**Reading passage**
*** Begin section ***

The United States government imposed taxes but also borrowed, massively, to fund the war.  The massive debt was not a great burden because, after the war, the U.S. was the only industrial power still standing.  The U.S. produced for the entire world and quickly became the world’s leading economy.  Also, when the war was over, there was strong domestic demand for everything a growing population of young American families needed.  A generous GI Bill provided an educated work force.

We cannot duplicate this employment process today, and surely no reasonable person would want to.

On June 19, 2010, the 1100 workers at the Evansville, Indiana, Whirlpool plant lost their $18 per hour jobs because the company closed the plant and outsourced the jobs to a foreign country.  With the approval of the U.S. Government, American corporations have outsourced approximately six million jobs to foreign countries.  When that happens, families are devastated.  Businesses where those families spent money are diminished, tax revenue declines, and welfare requirements increase.  Yet, our capitalist doctrine approves of these adjustments.  Corporations exist to maximize profit; they do not exist to govern wisely.  While we strive to increase employment, we simultaneously eliminate jobs.

British economist John Maynard Keynes advocated that, during an economic recession, a government should spend more than it collects in tax revenue to stimulate economic recovery and then impose taxes to recover the debt as soon as economic conditions improve.  This theory has many adherents.  However, we must ask if it is wise to incur a debt when a country already has a staggering debt.  Since 1970, 42 years ago, the United States government collected more tax revenue than it spent in only four years, and it spent more than it received in tax revenue in each of the other 38 years.  Consequently, our national debt is now more than 15 trillion dollars.  We are currently spending almost 40 percent more each year than we collect in tax revenue, and we have not found an equitable way to curb that excess spending.  So, currently, government spending (deficit spending) to stimulate the economy and trigger job growth is not a very practical solution.

Government’s role: trust

If a formula existed that a government could apply to engineer a recovery from a serious economic recession, every government on the planet would use it, and economic recessions would be weekend affairs.  Obviously, that kind of economic formula doesn’t exist.  But government does have a necessary role in our economic system.  Foremost is creating trust.

*** End section ***

List every effect that the passage on jobs and government debt says follows when corporations outsource jobs to foreign countries. The data that follows has nothing to do with the passage on jobs and government debt.

**Exercise data**
*** Begin section ***

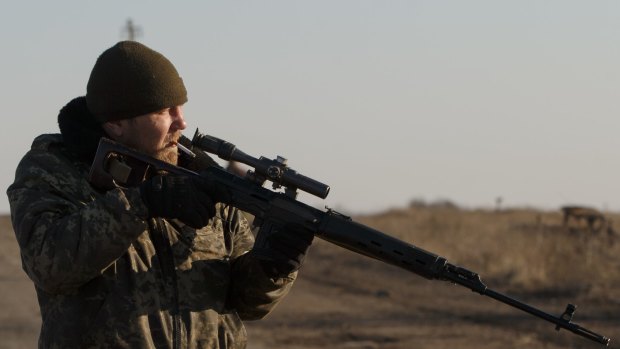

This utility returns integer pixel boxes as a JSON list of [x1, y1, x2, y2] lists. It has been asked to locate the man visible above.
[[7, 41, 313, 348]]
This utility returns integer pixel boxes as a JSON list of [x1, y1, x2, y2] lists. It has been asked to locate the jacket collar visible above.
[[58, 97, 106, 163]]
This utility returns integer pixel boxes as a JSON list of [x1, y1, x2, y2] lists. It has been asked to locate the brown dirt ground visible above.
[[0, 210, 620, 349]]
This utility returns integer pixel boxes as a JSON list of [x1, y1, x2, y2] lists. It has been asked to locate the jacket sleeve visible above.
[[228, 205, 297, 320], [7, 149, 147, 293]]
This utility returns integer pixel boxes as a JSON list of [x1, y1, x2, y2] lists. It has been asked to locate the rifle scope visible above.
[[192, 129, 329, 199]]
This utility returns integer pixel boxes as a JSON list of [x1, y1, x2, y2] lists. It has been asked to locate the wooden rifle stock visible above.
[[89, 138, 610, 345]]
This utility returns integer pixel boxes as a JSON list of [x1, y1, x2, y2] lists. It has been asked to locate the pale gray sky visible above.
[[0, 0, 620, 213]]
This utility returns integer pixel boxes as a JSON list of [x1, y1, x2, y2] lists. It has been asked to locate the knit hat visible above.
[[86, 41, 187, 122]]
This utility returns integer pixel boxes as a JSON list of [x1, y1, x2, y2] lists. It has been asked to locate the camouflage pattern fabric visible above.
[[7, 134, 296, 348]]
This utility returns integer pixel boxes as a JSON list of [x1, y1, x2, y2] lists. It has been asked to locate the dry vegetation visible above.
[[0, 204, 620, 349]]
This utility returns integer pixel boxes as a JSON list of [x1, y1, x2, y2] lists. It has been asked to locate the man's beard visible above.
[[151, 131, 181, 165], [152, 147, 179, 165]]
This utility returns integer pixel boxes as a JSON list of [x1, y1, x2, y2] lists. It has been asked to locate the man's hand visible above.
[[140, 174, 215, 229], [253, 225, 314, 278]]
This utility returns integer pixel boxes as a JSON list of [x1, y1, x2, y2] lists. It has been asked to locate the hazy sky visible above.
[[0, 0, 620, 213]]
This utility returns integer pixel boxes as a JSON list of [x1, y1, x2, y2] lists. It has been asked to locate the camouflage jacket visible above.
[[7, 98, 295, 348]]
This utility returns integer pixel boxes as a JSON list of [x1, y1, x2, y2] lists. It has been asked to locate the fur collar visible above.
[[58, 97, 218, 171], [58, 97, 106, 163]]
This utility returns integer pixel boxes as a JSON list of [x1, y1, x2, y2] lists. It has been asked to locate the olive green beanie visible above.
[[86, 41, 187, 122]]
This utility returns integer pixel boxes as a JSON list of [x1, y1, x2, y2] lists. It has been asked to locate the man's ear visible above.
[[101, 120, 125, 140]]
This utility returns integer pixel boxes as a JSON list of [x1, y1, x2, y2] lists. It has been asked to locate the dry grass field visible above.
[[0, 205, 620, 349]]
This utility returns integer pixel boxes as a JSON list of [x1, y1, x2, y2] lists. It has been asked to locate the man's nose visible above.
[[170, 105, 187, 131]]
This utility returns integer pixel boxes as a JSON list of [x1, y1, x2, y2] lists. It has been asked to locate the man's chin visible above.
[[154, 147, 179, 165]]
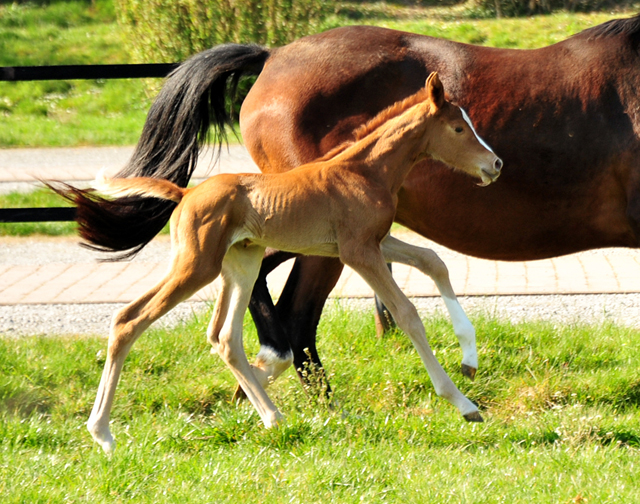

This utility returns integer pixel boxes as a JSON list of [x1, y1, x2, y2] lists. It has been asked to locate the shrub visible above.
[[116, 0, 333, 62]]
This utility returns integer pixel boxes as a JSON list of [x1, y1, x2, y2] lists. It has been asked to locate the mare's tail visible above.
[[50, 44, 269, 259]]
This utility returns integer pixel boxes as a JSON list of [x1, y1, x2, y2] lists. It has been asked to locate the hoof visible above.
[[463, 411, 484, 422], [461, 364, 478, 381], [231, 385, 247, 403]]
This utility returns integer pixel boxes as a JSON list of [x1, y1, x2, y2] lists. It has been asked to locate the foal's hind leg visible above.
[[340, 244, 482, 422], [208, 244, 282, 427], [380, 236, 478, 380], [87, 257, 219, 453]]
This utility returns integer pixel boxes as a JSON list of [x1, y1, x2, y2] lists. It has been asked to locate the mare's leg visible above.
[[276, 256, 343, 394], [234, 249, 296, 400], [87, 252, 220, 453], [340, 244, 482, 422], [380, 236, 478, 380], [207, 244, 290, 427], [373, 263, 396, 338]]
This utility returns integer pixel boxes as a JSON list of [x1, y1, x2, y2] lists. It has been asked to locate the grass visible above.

*** End section ***

**Result of this task**
- Families are devastated.
- Businesses where those families spent money are diminished.
- Tax revenue declines.
- Welfare requirements increase.